Also, no one should have to give birth in a plastic tub, Brant.
posted by allthinky at 10:14 PM on January 20, 2017 [3 favorites]


Hurry up and install my gold curtains. I have work to do.
posted by flabdablet at 11:25 PM on January 20, 2017


It's like some kind of metaphor for something that I can't quite put my finger on.
posted by crunch42 at 12:04 AM on January 21, 2017 [2 favorites]


They just keep coming. It's the rift that keeps on riving.
posted by lucidium at 2:39 AM on January 21, 2017 [4 favorites]


A miracle but also a clown car.
posted by bonobothegreat at 4:03 AM on January 21, 2017 [5 favorites]


Madagascar cockroaches are in fact ovoviviparous. Their offspring still hatch from eggs, but this occurs inside the mother's brood sac. There are a few cockroach species that reproduce this way. There is only one truly viviparous cockroach, Diploptera punctata. Diploptera embryos are fed by 'milk' that is produced by the brood sac as they develop. There was recently some media attention for research that studied the composition of this 'milk', which is extremely protein-rich.

*Material supplied*.

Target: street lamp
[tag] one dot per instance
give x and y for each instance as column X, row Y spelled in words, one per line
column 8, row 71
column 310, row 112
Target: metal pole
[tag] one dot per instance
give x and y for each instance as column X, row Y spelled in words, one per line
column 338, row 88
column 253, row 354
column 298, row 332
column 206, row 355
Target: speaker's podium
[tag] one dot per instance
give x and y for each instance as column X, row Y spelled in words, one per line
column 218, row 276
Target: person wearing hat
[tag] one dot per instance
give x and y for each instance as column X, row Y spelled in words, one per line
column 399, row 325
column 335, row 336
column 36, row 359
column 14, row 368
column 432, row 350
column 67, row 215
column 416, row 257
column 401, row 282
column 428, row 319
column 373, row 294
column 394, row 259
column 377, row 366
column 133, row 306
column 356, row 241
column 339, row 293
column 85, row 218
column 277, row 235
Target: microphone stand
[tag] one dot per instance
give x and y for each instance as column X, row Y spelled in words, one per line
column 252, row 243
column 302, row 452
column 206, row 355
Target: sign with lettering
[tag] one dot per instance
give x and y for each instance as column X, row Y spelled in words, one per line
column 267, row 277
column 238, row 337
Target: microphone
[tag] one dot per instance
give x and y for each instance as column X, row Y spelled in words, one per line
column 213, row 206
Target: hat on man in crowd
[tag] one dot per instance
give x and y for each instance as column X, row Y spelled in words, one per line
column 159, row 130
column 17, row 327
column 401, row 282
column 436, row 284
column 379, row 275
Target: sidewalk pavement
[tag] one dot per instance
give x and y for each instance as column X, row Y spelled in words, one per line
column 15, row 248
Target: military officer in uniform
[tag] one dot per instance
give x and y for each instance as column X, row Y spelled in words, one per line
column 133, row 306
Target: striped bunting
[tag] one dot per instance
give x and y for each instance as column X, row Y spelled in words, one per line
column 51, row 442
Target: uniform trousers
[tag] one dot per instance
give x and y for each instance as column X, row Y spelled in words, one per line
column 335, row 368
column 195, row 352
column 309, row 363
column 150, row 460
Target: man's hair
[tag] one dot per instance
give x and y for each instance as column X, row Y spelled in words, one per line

*Task requirements*.
a: Based on the comment thread, do the statements below agree with it? For each, answer yes or no and quote the words that decide it.
(i) Madagascar cockroaches are truly viviparous.
(ii) Diploptera punctata is the only truly viviparous cockroach.
(iii) The 'milk' produced by the brood sac is low in protein.
b: In one to three sentences, explain what makes Madagascar cockroaches ovoviviparous, according to the comment thread.
c: Rewrite everything in the comment thread from "Hurry up and" down to "my finger on.", switching "gold curtains" to "velvet curtains".

*Completed exercise*.
a:
(i) No: "Madagascar cockroaches are in fact ovoviviparous."
(ii) Yes: "There is only one truly viviparous cockroach, Diploptera punctata."
(iii) No: "which is extremely protein-rich."

b: Their offspring still hatch from eggs. The hatching takes place inside the mother's brood sac.

c:
Hurry up and install my velvet curtains. I have work to do.
posted by flabdablet at 11:25 PM on January 20, 2017


It's like some kind of metaphor for something that I can't quite put my finger on.